Locate every line in the listing that contains the word "woman", and copy each such line in full.
## BEGIN ENTRIES SHOWN
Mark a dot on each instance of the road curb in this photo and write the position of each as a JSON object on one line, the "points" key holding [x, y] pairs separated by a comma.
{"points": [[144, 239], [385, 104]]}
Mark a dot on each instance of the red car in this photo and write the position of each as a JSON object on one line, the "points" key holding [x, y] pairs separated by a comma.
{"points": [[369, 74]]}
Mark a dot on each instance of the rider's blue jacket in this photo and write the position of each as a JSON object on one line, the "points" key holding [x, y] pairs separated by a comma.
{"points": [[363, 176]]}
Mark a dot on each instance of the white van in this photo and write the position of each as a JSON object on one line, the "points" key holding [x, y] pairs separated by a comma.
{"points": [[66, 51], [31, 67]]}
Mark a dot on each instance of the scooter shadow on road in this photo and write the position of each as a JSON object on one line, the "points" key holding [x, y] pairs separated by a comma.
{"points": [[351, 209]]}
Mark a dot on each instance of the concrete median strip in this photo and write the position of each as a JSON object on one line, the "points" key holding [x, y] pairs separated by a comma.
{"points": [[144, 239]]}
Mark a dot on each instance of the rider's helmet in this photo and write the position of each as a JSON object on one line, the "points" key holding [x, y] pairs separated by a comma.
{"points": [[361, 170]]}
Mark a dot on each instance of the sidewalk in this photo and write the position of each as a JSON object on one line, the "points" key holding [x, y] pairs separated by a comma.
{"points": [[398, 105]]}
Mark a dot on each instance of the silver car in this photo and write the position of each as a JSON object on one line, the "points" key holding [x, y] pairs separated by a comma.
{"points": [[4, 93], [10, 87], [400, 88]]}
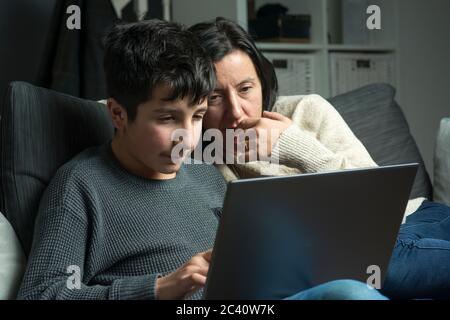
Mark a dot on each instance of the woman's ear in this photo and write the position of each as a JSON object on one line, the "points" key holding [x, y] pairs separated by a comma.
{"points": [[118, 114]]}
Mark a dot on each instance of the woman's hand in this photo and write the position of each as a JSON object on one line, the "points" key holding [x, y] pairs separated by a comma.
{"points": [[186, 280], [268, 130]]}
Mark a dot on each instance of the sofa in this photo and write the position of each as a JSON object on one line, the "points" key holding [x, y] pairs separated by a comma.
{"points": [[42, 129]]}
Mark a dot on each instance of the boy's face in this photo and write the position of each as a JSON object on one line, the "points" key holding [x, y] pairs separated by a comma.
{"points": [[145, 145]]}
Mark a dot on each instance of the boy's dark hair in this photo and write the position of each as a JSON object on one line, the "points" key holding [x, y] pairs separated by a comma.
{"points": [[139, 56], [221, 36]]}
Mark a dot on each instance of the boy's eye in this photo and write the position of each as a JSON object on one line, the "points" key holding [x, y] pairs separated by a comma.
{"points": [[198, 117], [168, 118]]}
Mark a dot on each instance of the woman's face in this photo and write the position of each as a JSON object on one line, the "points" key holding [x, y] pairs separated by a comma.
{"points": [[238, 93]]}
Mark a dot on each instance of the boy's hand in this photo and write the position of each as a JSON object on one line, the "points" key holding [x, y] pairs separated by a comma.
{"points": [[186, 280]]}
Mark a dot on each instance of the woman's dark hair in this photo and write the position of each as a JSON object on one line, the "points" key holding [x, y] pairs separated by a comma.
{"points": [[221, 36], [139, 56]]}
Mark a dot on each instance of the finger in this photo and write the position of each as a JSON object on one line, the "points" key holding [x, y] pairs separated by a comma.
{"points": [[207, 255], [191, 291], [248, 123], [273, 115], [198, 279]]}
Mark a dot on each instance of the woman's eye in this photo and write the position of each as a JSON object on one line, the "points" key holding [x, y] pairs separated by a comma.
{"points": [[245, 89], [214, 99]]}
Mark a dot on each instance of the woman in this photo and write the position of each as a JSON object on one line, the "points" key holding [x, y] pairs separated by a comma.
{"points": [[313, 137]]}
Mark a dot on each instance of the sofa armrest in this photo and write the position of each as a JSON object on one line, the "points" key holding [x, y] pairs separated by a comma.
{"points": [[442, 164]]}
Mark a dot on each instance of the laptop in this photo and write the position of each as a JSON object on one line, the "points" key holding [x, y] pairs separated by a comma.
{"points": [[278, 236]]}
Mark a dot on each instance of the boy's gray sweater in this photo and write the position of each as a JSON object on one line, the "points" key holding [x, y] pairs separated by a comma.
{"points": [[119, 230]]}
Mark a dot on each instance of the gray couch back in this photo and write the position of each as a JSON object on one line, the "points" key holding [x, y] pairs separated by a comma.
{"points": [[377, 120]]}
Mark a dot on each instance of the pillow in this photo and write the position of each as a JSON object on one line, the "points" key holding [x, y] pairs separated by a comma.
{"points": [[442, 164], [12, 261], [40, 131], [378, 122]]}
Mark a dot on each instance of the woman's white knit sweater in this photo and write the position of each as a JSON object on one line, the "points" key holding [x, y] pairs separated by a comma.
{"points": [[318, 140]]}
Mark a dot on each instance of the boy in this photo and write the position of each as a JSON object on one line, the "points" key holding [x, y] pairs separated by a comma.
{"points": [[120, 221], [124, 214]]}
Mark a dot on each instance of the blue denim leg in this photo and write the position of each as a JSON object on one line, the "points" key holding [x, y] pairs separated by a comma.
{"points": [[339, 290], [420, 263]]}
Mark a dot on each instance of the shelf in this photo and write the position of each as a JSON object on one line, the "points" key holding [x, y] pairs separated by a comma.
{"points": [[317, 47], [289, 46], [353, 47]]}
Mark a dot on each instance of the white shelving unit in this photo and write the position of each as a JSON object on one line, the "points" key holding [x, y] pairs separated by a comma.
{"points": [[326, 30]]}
## END ENTRIES SHOWN
## BEGIN ENTRIES SHOWN
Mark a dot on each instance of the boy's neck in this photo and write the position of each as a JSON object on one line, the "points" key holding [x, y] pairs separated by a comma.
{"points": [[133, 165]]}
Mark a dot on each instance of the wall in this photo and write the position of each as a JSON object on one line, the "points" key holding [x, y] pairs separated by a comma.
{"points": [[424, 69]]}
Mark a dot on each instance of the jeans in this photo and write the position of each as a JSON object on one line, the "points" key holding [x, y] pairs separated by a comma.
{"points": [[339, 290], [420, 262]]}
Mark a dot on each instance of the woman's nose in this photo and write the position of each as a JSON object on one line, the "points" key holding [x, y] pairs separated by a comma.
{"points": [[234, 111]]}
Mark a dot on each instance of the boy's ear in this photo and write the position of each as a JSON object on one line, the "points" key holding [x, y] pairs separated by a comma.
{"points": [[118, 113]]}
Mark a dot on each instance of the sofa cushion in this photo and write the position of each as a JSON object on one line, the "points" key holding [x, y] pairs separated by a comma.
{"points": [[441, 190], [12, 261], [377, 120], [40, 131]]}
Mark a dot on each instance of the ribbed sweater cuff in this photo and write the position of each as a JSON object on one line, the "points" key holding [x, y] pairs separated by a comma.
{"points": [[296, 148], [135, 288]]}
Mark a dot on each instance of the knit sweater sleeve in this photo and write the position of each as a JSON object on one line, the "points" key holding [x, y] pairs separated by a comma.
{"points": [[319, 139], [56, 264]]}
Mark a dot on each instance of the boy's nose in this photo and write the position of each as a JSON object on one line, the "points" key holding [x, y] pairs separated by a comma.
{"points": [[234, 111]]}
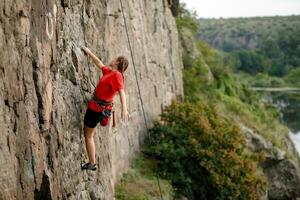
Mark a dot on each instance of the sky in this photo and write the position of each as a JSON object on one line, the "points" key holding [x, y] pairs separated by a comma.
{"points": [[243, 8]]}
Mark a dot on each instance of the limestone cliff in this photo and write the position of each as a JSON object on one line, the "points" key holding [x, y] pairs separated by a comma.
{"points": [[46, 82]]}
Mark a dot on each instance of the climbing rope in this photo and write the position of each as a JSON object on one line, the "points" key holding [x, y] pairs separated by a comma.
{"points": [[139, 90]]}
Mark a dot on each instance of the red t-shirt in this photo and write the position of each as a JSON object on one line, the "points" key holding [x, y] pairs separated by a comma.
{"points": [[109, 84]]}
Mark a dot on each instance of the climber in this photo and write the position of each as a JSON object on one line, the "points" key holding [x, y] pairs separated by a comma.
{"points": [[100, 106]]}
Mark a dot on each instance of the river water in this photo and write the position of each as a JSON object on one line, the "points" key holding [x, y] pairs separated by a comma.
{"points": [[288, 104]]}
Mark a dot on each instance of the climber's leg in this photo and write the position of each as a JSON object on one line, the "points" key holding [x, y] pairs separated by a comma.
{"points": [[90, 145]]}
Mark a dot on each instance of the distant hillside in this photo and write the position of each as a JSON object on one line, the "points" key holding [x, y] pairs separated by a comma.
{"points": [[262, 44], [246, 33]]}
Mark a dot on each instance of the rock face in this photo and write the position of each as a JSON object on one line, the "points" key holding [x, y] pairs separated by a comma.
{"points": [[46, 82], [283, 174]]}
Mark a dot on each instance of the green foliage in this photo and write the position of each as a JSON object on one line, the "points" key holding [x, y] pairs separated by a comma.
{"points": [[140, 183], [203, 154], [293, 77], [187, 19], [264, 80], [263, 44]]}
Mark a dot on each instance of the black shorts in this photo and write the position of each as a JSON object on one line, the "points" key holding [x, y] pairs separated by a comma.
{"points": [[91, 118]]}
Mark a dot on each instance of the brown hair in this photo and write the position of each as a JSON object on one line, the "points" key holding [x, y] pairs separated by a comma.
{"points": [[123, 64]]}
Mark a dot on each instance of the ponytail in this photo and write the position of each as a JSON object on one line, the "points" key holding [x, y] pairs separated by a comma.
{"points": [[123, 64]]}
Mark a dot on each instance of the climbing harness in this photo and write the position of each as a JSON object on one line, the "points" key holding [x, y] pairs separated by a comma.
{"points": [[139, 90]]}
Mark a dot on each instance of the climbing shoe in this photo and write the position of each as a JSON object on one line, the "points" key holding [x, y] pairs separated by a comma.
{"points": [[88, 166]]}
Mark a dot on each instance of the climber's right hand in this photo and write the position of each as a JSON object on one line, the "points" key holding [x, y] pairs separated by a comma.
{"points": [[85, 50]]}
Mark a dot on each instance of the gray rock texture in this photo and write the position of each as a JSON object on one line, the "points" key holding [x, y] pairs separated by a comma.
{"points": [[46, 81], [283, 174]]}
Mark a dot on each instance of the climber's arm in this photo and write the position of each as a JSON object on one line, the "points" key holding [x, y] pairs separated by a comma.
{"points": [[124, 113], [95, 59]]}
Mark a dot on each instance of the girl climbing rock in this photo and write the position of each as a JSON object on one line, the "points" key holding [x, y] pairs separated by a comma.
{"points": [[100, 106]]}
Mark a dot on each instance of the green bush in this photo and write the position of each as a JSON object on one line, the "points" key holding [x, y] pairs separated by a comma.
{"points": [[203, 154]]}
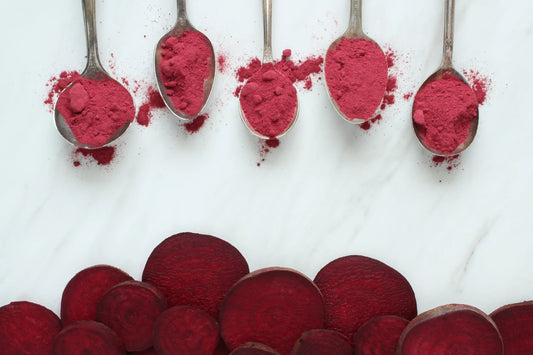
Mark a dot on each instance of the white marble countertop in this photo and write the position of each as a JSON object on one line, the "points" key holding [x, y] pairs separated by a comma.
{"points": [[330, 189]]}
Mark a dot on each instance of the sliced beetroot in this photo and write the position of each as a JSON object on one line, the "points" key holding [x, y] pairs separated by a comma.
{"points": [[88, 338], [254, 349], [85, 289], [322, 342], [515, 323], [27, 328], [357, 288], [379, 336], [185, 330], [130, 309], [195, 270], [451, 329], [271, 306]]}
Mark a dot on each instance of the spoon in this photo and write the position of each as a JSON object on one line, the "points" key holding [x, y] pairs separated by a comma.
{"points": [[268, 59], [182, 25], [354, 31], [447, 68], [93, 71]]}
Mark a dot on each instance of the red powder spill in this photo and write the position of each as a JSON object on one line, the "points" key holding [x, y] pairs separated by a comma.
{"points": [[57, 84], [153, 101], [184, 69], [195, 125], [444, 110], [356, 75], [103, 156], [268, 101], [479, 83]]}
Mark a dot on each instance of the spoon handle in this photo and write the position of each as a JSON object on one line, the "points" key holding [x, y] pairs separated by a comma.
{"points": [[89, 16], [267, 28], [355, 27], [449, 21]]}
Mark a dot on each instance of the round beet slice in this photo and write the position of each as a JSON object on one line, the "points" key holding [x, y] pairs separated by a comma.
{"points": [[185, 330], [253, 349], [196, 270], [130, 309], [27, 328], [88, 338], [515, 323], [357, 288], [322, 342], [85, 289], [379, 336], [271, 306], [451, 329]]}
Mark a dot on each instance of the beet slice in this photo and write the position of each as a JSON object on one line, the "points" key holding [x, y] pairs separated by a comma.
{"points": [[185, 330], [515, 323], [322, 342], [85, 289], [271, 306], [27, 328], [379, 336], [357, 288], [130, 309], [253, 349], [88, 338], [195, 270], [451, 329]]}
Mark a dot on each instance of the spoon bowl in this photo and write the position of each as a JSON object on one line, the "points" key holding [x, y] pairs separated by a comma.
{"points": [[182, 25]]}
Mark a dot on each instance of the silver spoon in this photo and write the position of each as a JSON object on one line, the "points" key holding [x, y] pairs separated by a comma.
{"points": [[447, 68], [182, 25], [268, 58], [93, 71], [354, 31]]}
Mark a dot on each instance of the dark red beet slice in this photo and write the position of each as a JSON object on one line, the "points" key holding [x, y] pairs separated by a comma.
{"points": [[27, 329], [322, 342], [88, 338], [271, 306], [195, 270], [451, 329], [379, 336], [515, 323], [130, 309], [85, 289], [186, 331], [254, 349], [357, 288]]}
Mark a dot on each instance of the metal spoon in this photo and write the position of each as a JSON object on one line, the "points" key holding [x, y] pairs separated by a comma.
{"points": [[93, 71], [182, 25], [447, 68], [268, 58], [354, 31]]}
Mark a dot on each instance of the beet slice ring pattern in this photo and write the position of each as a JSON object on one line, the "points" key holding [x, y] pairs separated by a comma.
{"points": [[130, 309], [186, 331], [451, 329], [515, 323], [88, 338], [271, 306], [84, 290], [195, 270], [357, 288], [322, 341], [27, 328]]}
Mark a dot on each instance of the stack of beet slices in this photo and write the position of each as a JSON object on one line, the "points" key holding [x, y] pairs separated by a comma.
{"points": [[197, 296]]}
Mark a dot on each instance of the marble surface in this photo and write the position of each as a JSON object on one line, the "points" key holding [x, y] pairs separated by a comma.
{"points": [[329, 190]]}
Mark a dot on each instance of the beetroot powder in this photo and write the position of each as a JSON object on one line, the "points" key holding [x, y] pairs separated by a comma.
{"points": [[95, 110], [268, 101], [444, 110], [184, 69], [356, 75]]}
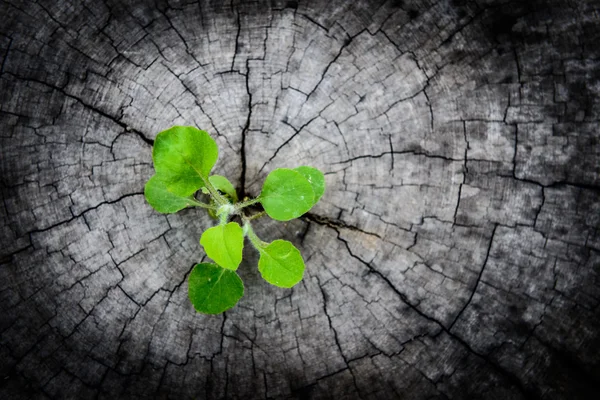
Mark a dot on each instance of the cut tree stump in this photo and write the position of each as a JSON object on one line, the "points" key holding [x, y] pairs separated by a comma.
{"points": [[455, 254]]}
## END ENTRIES SHOWN
## BEGIN ENTRIES SHOWN
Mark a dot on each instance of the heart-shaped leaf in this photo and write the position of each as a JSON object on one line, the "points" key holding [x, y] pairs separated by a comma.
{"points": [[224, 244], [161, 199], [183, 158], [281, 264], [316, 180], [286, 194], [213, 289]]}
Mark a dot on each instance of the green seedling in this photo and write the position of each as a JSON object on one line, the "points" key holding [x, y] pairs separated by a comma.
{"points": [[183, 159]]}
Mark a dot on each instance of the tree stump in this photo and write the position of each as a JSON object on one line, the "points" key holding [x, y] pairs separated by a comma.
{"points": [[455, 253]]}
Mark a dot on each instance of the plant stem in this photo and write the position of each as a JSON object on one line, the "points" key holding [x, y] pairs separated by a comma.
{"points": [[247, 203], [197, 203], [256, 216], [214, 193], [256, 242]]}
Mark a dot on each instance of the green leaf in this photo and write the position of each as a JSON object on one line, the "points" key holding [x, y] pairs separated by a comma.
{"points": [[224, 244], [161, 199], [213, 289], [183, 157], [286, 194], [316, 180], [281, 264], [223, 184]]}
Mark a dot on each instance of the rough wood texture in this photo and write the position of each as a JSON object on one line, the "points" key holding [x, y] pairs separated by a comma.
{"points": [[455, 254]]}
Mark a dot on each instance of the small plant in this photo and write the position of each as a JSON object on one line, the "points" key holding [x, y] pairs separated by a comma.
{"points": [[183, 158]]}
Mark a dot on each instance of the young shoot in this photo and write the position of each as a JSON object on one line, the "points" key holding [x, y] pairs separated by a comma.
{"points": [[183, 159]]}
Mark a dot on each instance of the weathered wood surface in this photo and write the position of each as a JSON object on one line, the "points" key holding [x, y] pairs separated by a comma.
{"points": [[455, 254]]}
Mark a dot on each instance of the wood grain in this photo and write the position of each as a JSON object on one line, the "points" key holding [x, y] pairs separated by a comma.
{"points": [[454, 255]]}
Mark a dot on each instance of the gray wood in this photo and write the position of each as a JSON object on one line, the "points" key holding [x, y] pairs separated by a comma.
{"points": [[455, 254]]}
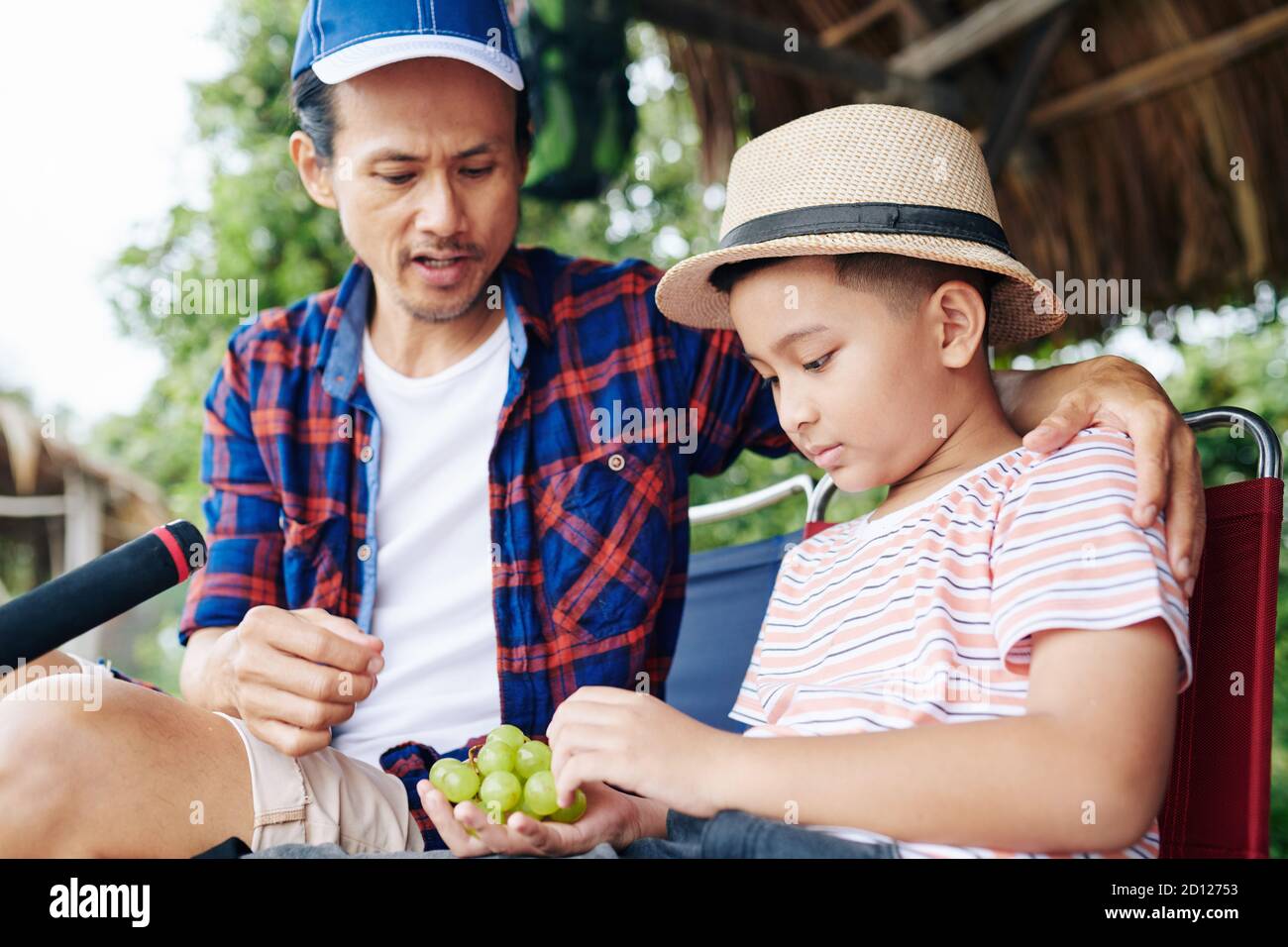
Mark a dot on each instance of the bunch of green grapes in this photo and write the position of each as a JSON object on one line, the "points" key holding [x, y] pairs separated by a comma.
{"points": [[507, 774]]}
## END ENTRIES SHOWN
> THE ANSWER:
Mark a dot on each instance of the woman's ear in this photo and write the position of each as a JSON object on one line, the "points" key holding [x, y] pairs separated by a comma.
Mark a dot on each instance of the woman's hand in this photo and write the position of each as a JSON object on one line, the "points" key holding [x, y] pairs separated by a comma.
Mark a dot on each instance of the woman's face in this photo and write the position of each as a JSON object on one line, the "points" key holding [x, y] pairs separated by a comma.
Mark a dot on each instance of the woman's dark hair in this photo and write the position of each as a JSON object on one line, the "points" key holding [x, y] pairs separated by a comma.
Mark a dot on each instance of the woman's eye in this photo and write the position of each as a JSON object on one line, the "points" key holding [x, y] pairs separated by a comma.
Mark a dot on each instance of the woman in this photo and write the position of each as a JSON object on one line, the "points" key holding [x, y] pairs separated by a comma.
Mark a dot on each instance of the woman's white knit sweater in this photo and write the position of each as a JSON object on one line, the "points" key holding [x, y] pairs separated by a comma.
Mark a dot on each instance of the woman's nose in this photo and write the position of each as a JSON object on one line, the "points" key holding [x, y] pairs separated by a comma.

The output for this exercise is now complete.